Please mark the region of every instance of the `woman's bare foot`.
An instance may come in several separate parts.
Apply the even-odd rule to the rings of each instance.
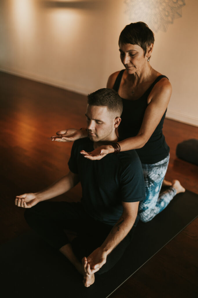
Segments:
[[[86,270],[86,267],[87,264],[87,258],[85,257],[82,260],[82,265],[83,270],[84,279],[83,283],[85,287],[88,288],[91,285],[93,284],[94,283],[95,278],[94,274],[88,274]]]
[[[181,185],[178,180],[173,180],[172,186],[176,190],[177,194],[180,193],[184,193],[186,190],[184,187]]]
[[[162,182],[162,186],[172,186],[172,182],[170,181],[168,181],[167,180],[165,180],[164,179]]]

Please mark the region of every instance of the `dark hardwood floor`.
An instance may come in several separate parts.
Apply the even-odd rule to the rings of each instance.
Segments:
[[[0,72],[1,243],[29,230],[16,195],[35,192],[66,173],[72,143],[52,142],[61,129],[83,127],[86,97]],[[178,159],[177,144],[198,138],[198,128],[166,119],[164,132],[170,148],[166,178],[177,179],[198,193],[195,165]],[[77,186],[67,194],[79,200]],[[65,198],[64,195],[57,200]],[[117,289],[110,298],[197,297],[195,220]],[[122,274],[120,272],[121,274]]]

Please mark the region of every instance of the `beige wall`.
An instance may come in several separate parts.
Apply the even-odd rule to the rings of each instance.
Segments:
[[[167,117],[198,125],[198,1],[185,2],[182,17],[155,33],[151,64],[172,85]],[[1,0],[0,69],[84,94],[105,86],[123,68],[119,34],[138,17],[130,21],[124,0]]]

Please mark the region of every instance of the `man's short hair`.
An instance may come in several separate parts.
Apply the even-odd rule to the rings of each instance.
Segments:
[[[144,56],[147,49],[151,44],[154,44],[155,39],[152,31],[143,22],[132,23],[127,25],[120,33],[118,44],[137,44],[143,49]]]
[[[109,111],[120,117],[122,112],[122,101],[117,92],[113,89],[102,88],[88,94],[87,102],[91,105],[107,107]]]

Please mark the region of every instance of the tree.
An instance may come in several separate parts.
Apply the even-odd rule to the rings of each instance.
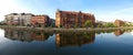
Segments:
[[[84,23],[84,26],[85,26],[85,28],[91,28],[91,25],[92,25],[92,24],[91,24],[91,21],[90,21],[90,20],[88,20],[88,21]]]

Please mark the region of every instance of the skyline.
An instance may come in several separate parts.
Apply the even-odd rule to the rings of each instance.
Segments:
[[[47,14],[55,19],[57,9],[63,11],[82,11],[92,13],[96,20],[114,21],[116,19],[132,21],[132,0],[1,0],[0,21],[9,13]]]

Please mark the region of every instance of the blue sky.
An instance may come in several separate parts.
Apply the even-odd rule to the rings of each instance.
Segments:
[[[55,11],[60,9],[93,13],[101,21],[133,22],[133,0],[0,0],[0,21],[12,12],[48,14],[55,19]]]

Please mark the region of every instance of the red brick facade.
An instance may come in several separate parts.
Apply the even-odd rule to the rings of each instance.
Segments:
[[[123,24],[124,24],[124,22],[122,20],[115,20],[114,21],[115,26],[122,26]]]
[[[74,12],[74,11],[60,11],[55,13],[55,26],[60,28],[73,28],[73,26],[84,26],[85,21],[90,20],[92,25],[95,23],[95,18],[90,13]]]
[[[31,25],[33,26],[48,26],[50,18],[48,15],[34,15],[31,18]]]

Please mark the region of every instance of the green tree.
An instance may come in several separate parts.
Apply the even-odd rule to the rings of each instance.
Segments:
[[[84,23],[84,26],[85,26],[85,28],[91,28],[91,25],[92,25],[92,24],[91,24],[91,21],[90,21],[90,20],[88,20],[88,21]]]

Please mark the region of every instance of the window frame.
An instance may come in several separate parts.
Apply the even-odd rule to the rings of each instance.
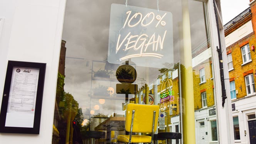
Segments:
[[[165,75],[165,74],[164,74],[162,75],[162,82],[163,81],[163,80],[164,80],[165,78],[166,78],[166,75]]]
[[[255,86],[253,75],[254,74],[251,74],[244,76],[244,83],[245,84],[245,88],[246,90],[246,95],[247,96],[251,95],[256,94],[256,92],[255,92]],[[248,82],[246,80],[247,77],[248,77],[249,79],[249,84],[247,83]],[[249,90],[248,89],[248,86],[249,86],[250,88],[250,92],[251,93],[249,94]]]
[[[233,65],[233,59],[232,59],[232,53],[227,55],[227,67],[229,71],[233,70],[234,69],[234,67]],[[232,67],[229,68],[229,64],[231,64],[230,65],[232,65]]]
[[[238,120],[238,129],[239,129],[239,139],[236,139],[236,134],[235,134],[235,125],[234,124],[234,117],[237,117]],[[234,132],[234,140],[235,141],[239,141],[241,140],[241,137],[240,134],[240,127],[239,126],[239,117],[238,117],[238,116],[233,116],[233,131]]]
[[[244,53],[243,52],[243,49],[244,49]],[[251,61],[251,50],[250,50],[249,44],[248,44],[243,46],[241,47],[241,55],[242,56],[242,59],[243,60],[243,64]],[[244,57],[244,56],[245,56],[245,58]],[[245,60],[245,58],[246,59]]]
[[[168,78],[170,79],[172,77],[172,71],[169,70],[168,71]]]
[[[203,96],[205,97],[203,99]],[[201,93],[201,99],[202,99],[202,108],[207,107],[207,97],[206,96],[206,92],[204,92]],[[205,101],[205,105],[204,105],[204,102]]]
[[[233,86],[231,87],[231,84],[234,84],[234,87],[233,87]],[[230,87],[230,95],[231,96],[231,99],[236,99],[236,84],[235,83],[235,81],[233,80],[231,81],[231,82],[229,82],[229,86]],[[234,88],[234,89],[233,89],[233,88]],[[232,95],[233,95],[232,94],[232,92],[234,92],[234,97],[232,97]]]
[[[216,133],[217,133],[217,136],[216,136],[216,137],[217,137],[217,139],[213,140],[212,139],[213,137],[213,135],[212,135],[212,134],[213,134],[212,129],[212,127],[212,127],[212,122],[214,122],[214,121],[215,121],[216,124]],[[210,138],[210,139],[211,139],[211,142],[217,142],[218,141],[218,134],[217,134],[218,131],[217,131],[217,121],[216,121],[216,119],[211,120],[210,121],[210,131],[211,132],[211,136],[210,136],[211,138]]]
[[[204,72],[204,73],[202,72]],[[204,68],[201,69],[199,71],[199,77],[200,77],[200,84],[202,84],[204,83],[205,83],[206,82],[206,80],[205,79],[205,72],[204,70]]]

**Exercise description**
Scale down the items, starting at the line that has "Please mark the region of every instance of the window" and stopping after the line that has "[[[168,78],[170,79],[172,77],[172,71],[169,70],[168,71]]]". Write out every line in that span, the instruction lines included but not the pictures, and multiply each coordinate in the answers by 0.2, rounding to whole numbers with halves going up.

**The completed task**
Please mark the region of every instance of the window frame.
An instance may come in several separate parts.
Apply the even-odd rule to the rings of each instance.
Segments:
[[[33,15],[33,15],[33,15],[32,15],[32,16],[33,16],[33,16],[33,16],[33,16],[33,16],[33,15]]]
[[[51,17],[51,15],[51,15],[50,15],[49,15],[49,17],[49,17],[49,18],[49,18],[49,19],[49,19],[50,19],[51,19],[51,18],[51,18]],[[50,16],[49,16],[49,15],[50,15],[50,16],[50,17],[49,17]],[[50,18],[50,18],[50,17],[50,17],[50,18],[50,18],[50,19],[50,19]]]
[[[47,13],[47,12],[46,12],[46,11],[45,11],[45,13],[46,14],[47,14],[47,14],[47,13]],[[46,13],[46,14],[46,13],[46,13],[46,13],[46,13]]]
[[[48,24],[48,26],[48,26],[48,28],[47,28],[47,27],[47,27],[47,25],[47,25],[47,23],[47,23]],[[47,26],[47,28],[47,28],[48,28],[48,28],[48,27],[48,27],[48,25],[48,25],[48,23],[48,23],[48,23],[47,23],[47,26]]]
[[[49,11],[49,10],[49,10],[49,10]],[[50,12],[50,10],[50,10],[50,9],[50,9],[49,9],[48,9],[48,11],[48,11],[48,12],[49,12],[49,13]],[[49,11],[49,11],[49,11],[49,12]],[[49,12],[49,12],[49,12]]]
[[[34,16],[34,16],[34,15],[34,14],[34,14],[34,14]]]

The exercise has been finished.